## BEGIN

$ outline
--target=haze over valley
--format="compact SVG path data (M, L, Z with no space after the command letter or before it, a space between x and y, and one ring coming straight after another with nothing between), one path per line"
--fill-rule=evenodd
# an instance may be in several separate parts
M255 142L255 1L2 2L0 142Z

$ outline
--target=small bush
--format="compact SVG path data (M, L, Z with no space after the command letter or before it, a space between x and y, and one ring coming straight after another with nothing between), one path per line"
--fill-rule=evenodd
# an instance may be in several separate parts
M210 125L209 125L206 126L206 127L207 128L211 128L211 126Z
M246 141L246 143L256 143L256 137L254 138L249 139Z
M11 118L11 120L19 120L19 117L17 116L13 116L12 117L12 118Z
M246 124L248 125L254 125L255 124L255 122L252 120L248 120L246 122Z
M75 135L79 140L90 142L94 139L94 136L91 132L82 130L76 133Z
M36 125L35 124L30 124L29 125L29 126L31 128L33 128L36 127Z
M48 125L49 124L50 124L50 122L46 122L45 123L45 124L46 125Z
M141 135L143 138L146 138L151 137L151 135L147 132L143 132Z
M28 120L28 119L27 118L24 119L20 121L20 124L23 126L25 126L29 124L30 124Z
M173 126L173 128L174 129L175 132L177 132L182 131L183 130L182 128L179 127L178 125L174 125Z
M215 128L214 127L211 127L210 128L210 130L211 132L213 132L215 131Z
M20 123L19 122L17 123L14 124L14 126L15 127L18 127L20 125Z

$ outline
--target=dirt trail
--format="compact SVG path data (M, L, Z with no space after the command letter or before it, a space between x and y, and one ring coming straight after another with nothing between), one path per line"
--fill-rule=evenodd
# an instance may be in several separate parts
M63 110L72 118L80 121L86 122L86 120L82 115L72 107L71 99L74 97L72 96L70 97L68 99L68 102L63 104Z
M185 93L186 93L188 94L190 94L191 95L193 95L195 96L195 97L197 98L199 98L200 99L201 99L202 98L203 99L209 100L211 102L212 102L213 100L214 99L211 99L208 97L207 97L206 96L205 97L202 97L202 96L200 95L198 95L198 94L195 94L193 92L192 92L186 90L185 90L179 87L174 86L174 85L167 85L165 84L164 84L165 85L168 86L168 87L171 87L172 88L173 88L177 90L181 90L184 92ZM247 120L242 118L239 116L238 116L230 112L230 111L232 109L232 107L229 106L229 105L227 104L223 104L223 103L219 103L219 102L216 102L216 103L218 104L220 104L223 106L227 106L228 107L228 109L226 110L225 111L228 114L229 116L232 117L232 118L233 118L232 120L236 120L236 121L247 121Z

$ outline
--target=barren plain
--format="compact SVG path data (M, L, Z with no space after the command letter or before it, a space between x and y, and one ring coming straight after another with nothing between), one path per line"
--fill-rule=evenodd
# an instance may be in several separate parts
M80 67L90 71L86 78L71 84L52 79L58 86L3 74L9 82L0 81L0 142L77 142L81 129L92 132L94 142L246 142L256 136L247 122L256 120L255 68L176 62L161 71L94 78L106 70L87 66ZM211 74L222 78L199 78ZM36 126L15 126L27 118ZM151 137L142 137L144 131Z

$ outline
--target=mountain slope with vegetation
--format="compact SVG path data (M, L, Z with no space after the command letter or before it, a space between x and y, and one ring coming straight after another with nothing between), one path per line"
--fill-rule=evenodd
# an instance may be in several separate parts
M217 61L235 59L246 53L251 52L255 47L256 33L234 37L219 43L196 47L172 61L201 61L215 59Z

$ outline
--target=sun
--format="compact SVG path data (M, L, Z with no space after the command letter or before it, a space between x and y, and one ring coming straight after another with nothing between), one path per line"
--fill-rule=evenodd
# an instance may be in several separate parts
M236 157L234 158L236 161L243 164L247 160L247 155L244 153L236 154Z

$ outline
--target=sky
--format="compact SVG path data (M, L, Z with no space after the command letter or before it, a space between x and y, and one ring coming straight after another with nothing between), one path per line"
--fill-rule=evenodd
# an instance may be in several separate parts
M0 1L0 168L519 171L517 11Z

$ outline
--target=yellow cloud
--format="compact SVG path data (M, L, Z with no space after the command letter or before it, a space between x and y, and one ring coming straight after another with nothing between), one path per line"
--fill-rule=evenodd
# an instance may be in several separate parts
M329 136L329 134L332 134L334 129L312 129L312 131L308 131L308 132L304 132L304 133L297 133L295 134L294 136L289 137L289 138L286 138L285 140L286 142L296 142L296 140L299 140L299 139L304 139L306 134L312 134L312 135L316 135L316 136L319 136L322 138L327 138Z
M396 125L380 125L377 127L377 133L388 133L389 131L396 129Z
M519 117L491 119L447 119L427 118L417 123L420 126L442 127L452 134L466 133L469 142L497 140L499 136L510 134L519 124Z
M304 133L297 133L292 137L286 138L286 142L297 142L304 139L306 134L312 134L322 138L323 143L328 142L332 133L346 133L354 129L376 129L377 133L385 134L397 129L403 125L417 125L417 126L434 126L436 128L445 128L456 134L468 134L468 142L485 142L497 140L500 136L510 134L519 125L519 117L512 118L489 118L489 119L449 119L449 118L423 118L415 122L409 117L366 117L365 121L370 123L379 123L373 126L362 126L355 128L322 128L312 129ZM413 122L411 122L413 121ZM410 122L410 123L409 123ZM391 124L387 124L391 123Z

## END

OBJECTIVE ->
Render every line of the listing above as a JSON array of strings, one string per line, leaving out blank lines.

WRITTEN ANSWER ->
[
  "$ outline",
  "--target=haze over valley",
  "--format=\"compact SVG path data (M, L, Z with no space after the command letter or before it, a space between x and y, and one ring coming straight after another with nothing between), one path per line\"",
  "--fill-rule=evenodd",
  "# an instance may be in several separate parts",
  "M255 142L255 1L2 2L0 142Z",
  "$ outline",
  "--target=small bush",
  "--format=\"compact SVG path data (M, L, Z with no space after the command letter or before it, a space between x and y, and one ring coming straight after another with nothing between), one path per line\"",
  "--fill-rule=evenodd",
  "# an instance may be in several separate parts",
  "M210 125L209 125L206 126L206 127L207 128L211 128L211 126Z",
  "M246 141L246 143L256 143L256 137L254 138L249 139Z",
  "M11 118L11 120L19 120L19 117L17 116L13 116L12 117L12 118Z",
  "M246 124L248 125L254 125L255 124L255 122L252 120L248 120L246 122Z",
  "M75 135L79 140L90 142L94 139L94 136L91 132L82 130L76 133Z",
  "M36 125L35 124L30 124L29 125L29 126L31 128L33 128L36 127Z",
  "M48 125L49 124L50 124L50 122L46 122L45 123L45 124L46 125Z",
  "M141 135L143 138L146 138L151 137L151 135L147 132L143 132Z",
  "M28 120L28 119L27 118L24 119L20 121L20 124L23 126L25 126L29 124L30 124Z",
  "M173 126L173 128L174 129L175 132L177 132L182 131L183 130L182 128L179 127L178 125L174 125Z",
  "M215 128L214 127L211 127L210 128L210 130L211 132L213 132L215 131Z",
  "M20 123L19 122L17 123L14 124L14 126L15 127L18 127L20 125Z",
  "$ outline",
  "--target=dirt trail",
  "--format=\"compact SVG path data (M, L, Z with no space after the command letter or before it, a space between x and y, and one ring coming straight after another with nothing between), one path per line\"",
  "--fill-rule=evenodd",
  "# an instance may be in several separate parts",
  "M63 110L72 118L80 121L86 122L86 120L82 115L72 107L71 99L74 97L72 96L70 97L68 99L68 102L63 104Z",
  "M185 93L186 93L188 94L190 94L191 95L193 95L195 96L195 97L197 98L199 98L200 99L201 99L202 98L203 99L209 100L211 102L212 102L213 100L214 99L211 99L208 97L207 97L206 96L205 97L202 97L202 96L200 95L198 95L198 94L195 94L193 92L192 92L186 90L185 90L179 87L174 86L174 85L167 85L165 84L164 84L165 85L168 86L168 87L171 87L172 88L173 88L177 90L181 90L184 92ZM247 120L242 118L239 116L238 116L230 112L230 111L232 109L232 107L229 106L229 105L227 104L223 104L223 103L219 103L219 102L216 102L216 103L218 104L220 104L223 106L227 106L228 107L228 109L226 110L225 111L228 114L229 116L232 117L232 118L233 118L232 120L236 120L236 121L247 121Z",
  "$ outline",
  "--target=barren plain",
  "--format=\"compact SVG path data (M, L, Z with no space after the command letter or before it, a space between x and y, and one ring coming straight after another with nothing between), one path per line\"",
  "--fill-rule=evenodd",
  "# an instance may be in several separate parts",
  "M80 67L90 71L86 78L71 84L52 79L58 86L3 74L9 82L0 81L0 142L77 142L81 129L92 132L94 142L246 142L256 136L247 122L256 120L255 68L176 62L161 71L94 78L106 70L87 66ZM211 74L222 78L199 78ZM36 126L15 126L27 118ZM151 137L142 137L144 131Z",
  "$ outline",
  "--target=mountain slope with vegetation",
  "--format=\"compact SVG path data (M, L, Z with no space after the command letter or before it, a space between x and y, and one ring coming straight after another with nothing between), one path per line\"",
  "--fill-rule=evenodd",
  "# an instance may be in several separate parts",
  "M217 61L235 59L246 53L251 52L255 47L256 33L234 37L219 43L196 47L172 61L201 61L215 59Z",
  "$ outline",
  "--target=sun",
  "--format=\"compact SVG path data (M, L, Z with no space after the command letter or before it, a space between x and y, and one ring coming straight after another with nothing between), one path per line\"",
  "--fill-rule=evenodd",
  "# an instance may be in several separate parts",
  "M236 157L234 158L236 161L243 164L247 160L247 155L244 153L236 154Z",
  "$ outline",
  "--target=sky",
  "--format=\"compact SVG path data (M, L, Z with no space after the command letter or before it, a space between x and y, and one ring coming straight after another with nothing between), one path per line\"",
  "--fill-rule=evenodd",
  "# an instance may be in several separate parts",
  "M0 1L0 168L519 171L517 11Z",
  "$ outline",
  "--target=yellow cloud",
  "--format=\"compact SVG path data (M, L, Z with no space after the command letter or before it, a space between x and y, and one ring coming straight after another with nothing between), one path per line\"",
  "--fill-rule=evenodd",
  "# an instance may be in several separate parts",
  "M329 136L329 134L332 134L334 129L312 129L312 131L308 131L308 132L304 132L304 133L297 133L295 134L294 136L289 137L289 138L286 138L285 140L286 142L296 142L296 140L299 140L299 139L304 139L306 134L312 134L312 135L316 135L316 136L319 136L322 138L327 138Z",
  "M396 125L380 125L377 127L377 133L388 133L389 131L396 129Z",
  "M519 117L491 119L447 119L427 118L417 123L420 126L442 127L452 134L466 133L469 142L497 140L499 136L510 134L519 124Z",
  "M304 133L297 133L292 137L286 138L286 142L297 142L304 139L306 134L312 134L322 138L323 143L328 142L332 133L346 133L354 129L376 129L377 133L385 134L397 129L403 125L417 125L417 126L434 126L436 128L445 128L456 134L468 134L468 142L485 142L497 140L500 136L510 134L519 125L519 117L512 118L489 118L489 119L449 119L449 118L423 118L415 122L409 117L366 117L365 121L370 123L379 123L373 126L362 126L355 128L322 128L312 129ZM413 122L411 122L413 121ZM410 122L410 123L409 123ZM391 124L387 124L391 123Z"
]